#### Document excerpt:

--- BEGIN ---

First-party browser applications should use server-side sessions with cookies. You store session IDs in HttpOnly, Secure, SameSite=Strict cookies, which means JavaScript can’t access them. This materially reduces the risk of cookie theft through XSS. I should note that HttpOnly doesn’t prevent XSS itself, and an injected script can still act on the user’s behalf or exfiltrate other in-page data. But it does prevent the most common attack vector of stealing the session token directly, which is why OWASP and MDN both recommend it. The server stores session state (user ID, permissions, expiry) in a database or Redis, so sessions can be revoked immediately. The tower-sessions crate provides session middleware for Axum, and axum-login layers identification, authentication, and authorization on top. If you go with cookie-based sessions, you’ll also need CSRF protection as described in the Security chapter.

Service-to-service APIs and third-party integrations are where stateless JWTs shine. The client includes a token in the Authorization: Bearer header, and the server validates it without hitting a database. This is simpler for machine clients that don’t have a browser cookie jar, and it scales horizontally because there’s no server-side session state to share. The tradeoff is that JWTs can’t be revoked before expiry without additional infrastructure (a deny-list or short lifetimes with refresh tokens).

Public APIs with third-party consumers often use OAuth2/OIDC, where an identity provider issues tokens and your API validates them. The jwt-authorizer crate supports OIDC discovery and automatic key rotation for this use case.

For the rest of this chapter, we’ll focus on the JWT approach. It’s the most common pattern for API-style services, and it shows off Axum’s extractor pattern nicely. If you’re building a browser-facing application, start with tower-sessions and axum-login instead.

JWT authentication with a custom extractor

JWTs work well for stateless API authentication. The flow is pretty straightforward: the client authenticates (typically with email and password), gets back a JWT, and then includes it in the Authorization header on every subsequent request. The server validates the token each time without needing to look anything up in a database.

The key to making this work cleanly in Axum is building a custom extractor that implements FromRequestParts. When you put this extractor in a handler’s signature, Axum runs the validation logic automatically before the handler body ever executes. Let’s look at what that looks like.

#![allow(unused)]
fn main() {
use axum::{
    extract::FromRequestParts,
    http::request::Parts,
};
use axum_extra::{
    headers::{Authorization, authorization::Bearer},
    TypedHeader,
};
use jsonwebtoken::{decode, Algorithm, DecodingKey, Validation};

/// Represents an authenticated user. Including this in a handler's
/// signature automatically requires and validates a JWT.

--- END ---

#### Things to do:
• A. In the Axum authentication excerpt, which trait must the custom JWT extractor implement?
• B. Continue the Axum authentication excerpt from the point where it ends.

#### Record excerpts:
--- BEGIN ---

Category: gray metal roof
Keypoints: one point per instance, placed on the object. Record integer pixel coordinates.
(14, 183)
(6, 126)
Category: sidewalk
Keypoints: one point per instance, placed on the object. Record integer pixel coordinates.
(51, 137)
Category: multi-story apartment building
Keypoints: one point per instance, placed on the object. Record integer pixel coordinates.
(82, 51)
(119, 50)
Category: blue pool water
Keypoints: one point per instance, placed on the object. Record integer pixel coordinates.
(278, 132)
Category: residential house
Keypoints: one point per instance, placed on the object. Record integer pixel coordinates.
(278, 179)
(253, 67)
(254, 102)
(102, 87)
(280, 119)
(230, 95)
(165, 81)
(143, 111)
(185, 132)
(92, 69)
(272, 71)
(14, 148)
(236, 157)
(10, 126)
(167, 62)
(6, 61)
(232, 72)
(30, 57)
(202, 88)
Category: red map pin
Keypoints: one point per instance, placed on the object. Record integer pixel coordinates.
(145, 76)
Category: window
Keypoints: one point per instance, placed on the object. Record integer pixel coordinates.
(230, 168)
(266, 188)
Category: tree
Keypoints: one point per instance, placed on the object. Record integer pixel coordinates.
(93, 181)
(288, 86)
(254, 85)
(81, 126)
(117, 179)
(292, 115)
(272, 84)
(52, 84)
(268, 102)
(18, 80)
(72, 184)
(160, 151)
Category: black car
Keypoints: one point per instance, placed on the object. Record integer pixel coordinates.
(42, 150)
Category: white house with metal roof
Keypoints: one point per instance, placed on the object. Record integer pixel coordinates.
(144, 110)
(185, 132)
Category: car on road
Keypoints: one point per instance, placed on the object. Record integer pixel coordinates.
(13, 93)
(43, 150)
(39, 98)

--- END ---

#### Task-by-task outputs:
• A. FromRequestParts

• B.
#[derive(Debug, Clone)]
pub struct AuthUser {
    pub user_id: Uuid,
    pub email: String,
    pub role: Role,
}

#[derive(Debug, Clone, Deserialize, Serialize)]
pub struct Claims {
    pub sub: Uuid,       // subject (user ID)
    pub email: String,
    pub role: Role,
    pub iss: String,     // issuer
    pub aud: String,     // audience
    pub exp: usize,      // expiration time
    pub iat: usize,      // issued at
}

impl<S> FromRequestParts<S> for AuthUser
where
    AppState: FromRef<S>,
    S: Send + Sync,
{
    type Rejection = AppError;

    async fn from_request_parts(
        parts: &mut Parts,
        state: &S,
    ) -> Result<Self, Self::Rejection> {
        let app_state = AppState::from_ref(state);

        // Extract the Authorization: Bearer <token> header
        let TypedHeader(Authorization(bearer)) = parts
            .extract::<TypedHeader<Authorization<Bearer>>>()
            .await
            .map_err(|_| AppError::Unauthorized)?;

        // Decode and validate the JWT with explicit validation rules.
        // Validation::default() uses HS256 and checks exp, but you should
        // be explicit about what you accept in production.
        let mut validation = Validation::new(Algorithm::HS256);
        validation.set_issuer(&["myapp"]);
        validation.set_audience(&["myapp-api"]);
        validation.leeway = 30; // 30 seconds of clock skew tolerance

        let token_data = decode::<Claims>(
            bearer.token(),
            &DecodingKey::from_secret(
                app_state.config.jwt_secret.expose_secret().as_bytes()
            ),
            &validation,
        )
        .map_err(|_| AppError::Unauthorized)?;

        Ok(AuthUser {
            user_id: token_data.claims.sub,
            email: token_data.claims.email,
            role: token_data.claims.role,
        })
    }
}
}

Using it in a handler is as simple as adding the parameter to the function signature:

#![allow(unused)]
fn main() {
async fn get_my_profile(
    user: AuthUser,
    State(state): State<AppState>,
) -> AppResult<Json<ProfileResponse>> {
    let profile = state.user_service
        .get_by_id(UserId::from_uuid(user.user_id))
        .await?
        .ok_or(AppError::NotFound)?;

    Ok(Json(profile.into()))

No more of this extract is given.